• Activity list:
**a.** According to the article about Indonesia's Temulawak plant, where is PT SOHO Global Health based?
**b.** Write the next part of the article on Indonesia's Temulawak plant, picking up after its final sentence.

Friday, May 4, 2012
Indonesia - Unlocking The Secrets Of Indonesia’s Temulawak Plant
Scientists from Australia and Indonesia will work together to extract medicinal compounds from a range of native Indonesian herbs, starting with the Temulawak.
Supercritical fluid technologies developed at the University of New South Wales will play a vital role in unlocking the secrets of Indonesian herbs, starting with the Temulawak, a ginger plant native to Java.
A memorandum of understanding was signed today between the UNSW and PT SOHO Global Health, a leading Indonesian pharmaceutical company based in Jakarta, which plans to use these technologies to extract medicinal compounds from native Indonesian herbs.
“This is an exciting new project with an important end-goal given the large market and popularity of herbal remedies in countries such as Indonesia,” said Professor Neil Foster from the School of Chemical Engineering at UNSW.
Supercritical fluids, which are essentially compressed gases such as carbon dioxide, have already been used to extract flavonoids from hops in the production of beer and to decaffeinate coffee.

• Given information:
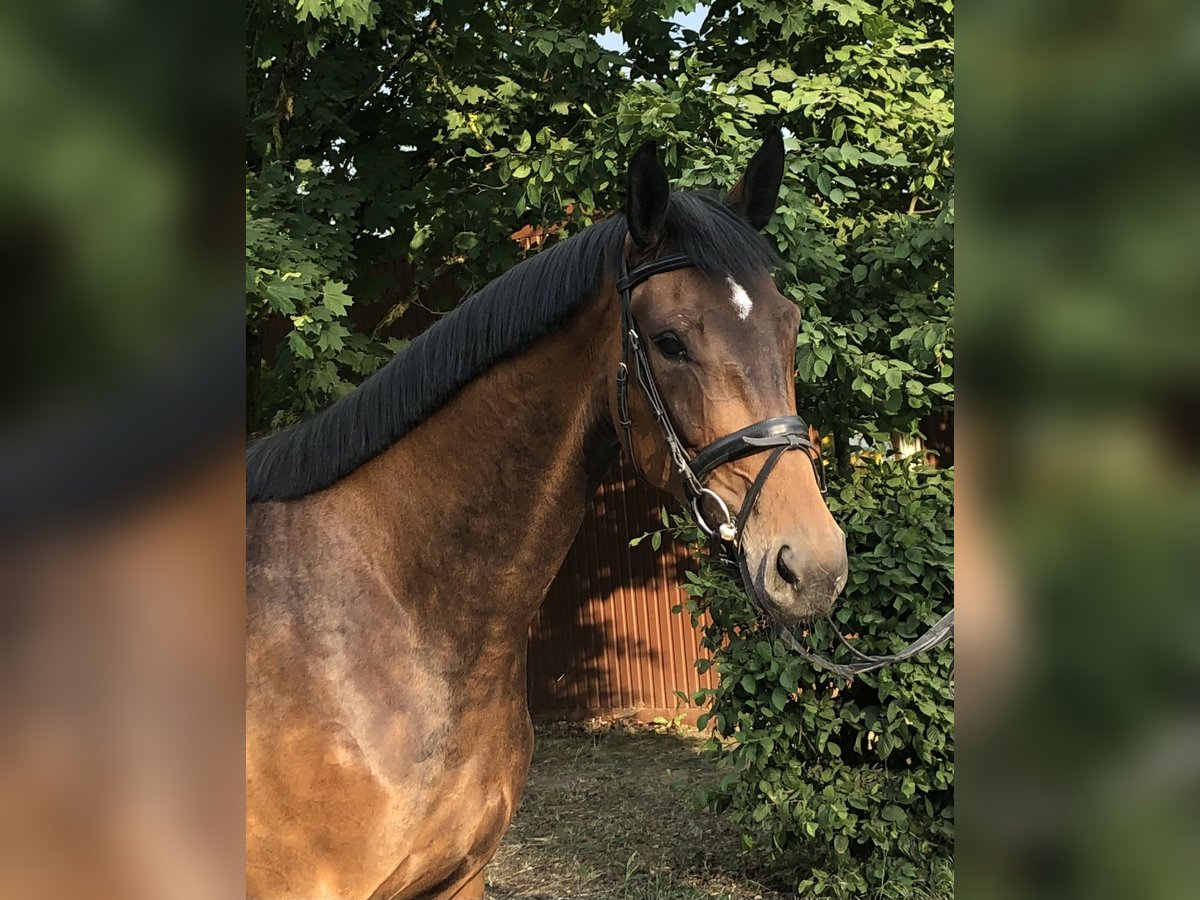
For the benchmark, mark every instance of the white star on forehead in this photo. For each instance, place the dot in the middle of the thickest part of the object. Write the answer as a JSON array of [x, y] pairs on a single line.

• Results for the exercise:
**a.** Jakarta.

**b.**
“The technologies we have developed have the potential to uncover the true medicinal value of many plants that have not yet been explored,” explained Foster. “And in the long term, it is planned to use the technologies to re-engineer pharmaceuticals to improve bioavailability and develop less invasive methods of delivery, such as by inhalation.”
The first plant to be studied in the new partnership is Curcuma Xanthorrhiza, known popularly as “Temulawak,” and used for centuries for the treatment of arthritis and gastrointestinal complaints.
PT SOHO has been conducting extensive research on the Temulawak herb for more than 15 years, entering into numerous research agreements with the Indonesian government and universities to secure land to cultivate the herb, and to help deliver clinically proven natural medicines.